## EXERCISE DIRECTIONS
Return each line of the records below in which the string "sideboard" turns up.

## PROVIDED MATERIAL
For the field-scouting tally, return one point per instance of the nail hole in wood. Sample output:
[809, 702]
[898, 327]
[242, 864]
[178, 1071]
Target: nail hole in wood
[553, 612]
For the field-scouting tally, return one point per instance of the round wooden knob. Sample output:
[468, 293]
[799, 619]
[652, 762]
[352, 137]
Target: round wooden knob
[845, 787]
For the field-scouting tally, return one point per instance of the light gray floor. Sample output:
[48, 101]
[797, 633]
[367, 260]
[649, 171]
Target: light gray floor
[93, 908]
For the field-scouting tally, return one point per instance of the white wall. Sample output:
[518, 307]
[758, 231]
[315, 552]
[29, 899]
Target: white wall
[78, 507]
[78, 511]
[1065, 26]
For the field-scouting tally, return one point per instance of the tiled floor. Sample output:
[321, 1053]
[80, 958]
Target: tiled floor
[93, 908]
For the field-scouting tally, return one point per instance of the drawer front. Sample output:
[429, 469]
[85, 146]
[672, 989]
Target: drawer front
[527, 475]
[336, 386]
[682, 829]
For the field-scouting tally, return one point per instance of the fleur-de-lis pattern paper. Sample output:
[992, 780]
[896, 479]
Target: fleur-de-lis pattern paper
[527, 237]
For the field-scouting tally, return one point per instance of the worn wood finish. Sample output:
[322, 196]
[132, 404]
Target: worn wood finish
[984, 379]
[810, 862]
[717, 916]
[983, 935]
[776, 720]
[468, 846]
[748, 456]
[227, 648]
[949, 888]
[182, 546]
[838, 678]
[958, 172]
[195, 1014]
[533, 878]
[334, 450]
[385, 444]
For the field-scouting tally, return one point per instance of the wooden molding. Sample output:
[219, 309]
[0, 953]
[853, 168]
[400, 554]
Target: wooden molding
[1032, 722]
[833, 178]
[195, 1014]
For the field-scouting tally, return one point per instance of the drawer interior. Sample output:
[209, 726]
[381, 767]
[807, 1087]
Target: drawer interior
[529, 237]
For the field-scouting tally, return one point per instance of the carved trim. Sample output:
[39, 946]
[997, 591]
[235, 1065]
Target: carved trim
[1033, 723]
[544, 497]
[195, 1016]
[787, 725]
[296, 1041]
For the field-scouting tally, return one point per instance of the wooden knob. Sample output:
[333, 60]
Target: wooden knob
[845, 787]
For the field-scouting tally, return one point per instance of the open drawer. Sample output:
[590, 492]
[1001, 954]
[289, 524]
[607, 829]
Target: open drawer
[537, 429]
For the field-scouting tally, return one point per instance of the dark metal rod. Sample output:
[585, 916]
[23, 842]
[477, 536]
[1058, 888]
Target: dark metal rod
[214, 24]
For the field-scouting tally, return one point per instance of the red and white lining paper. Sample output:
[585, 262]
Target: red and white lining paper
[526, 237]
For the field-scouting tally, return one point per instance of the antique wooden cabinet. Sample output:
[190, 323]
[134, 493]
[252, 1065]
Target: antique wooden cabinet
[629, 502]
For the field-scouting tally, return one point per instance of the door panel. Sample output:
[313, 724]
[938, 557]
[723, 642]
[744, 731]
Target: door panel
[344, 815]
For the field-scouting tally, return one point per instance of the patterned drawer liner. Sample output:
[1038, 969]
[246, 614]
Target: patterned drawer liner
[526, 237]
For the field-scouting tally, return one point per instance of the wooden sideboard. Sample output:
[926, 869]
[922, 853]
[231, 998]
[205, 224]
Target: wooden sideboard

## TASK OUTPUT
For the field-scouting tally, return one point per instance of the wooden sideboard. Sample output:
Target: wooden sideboard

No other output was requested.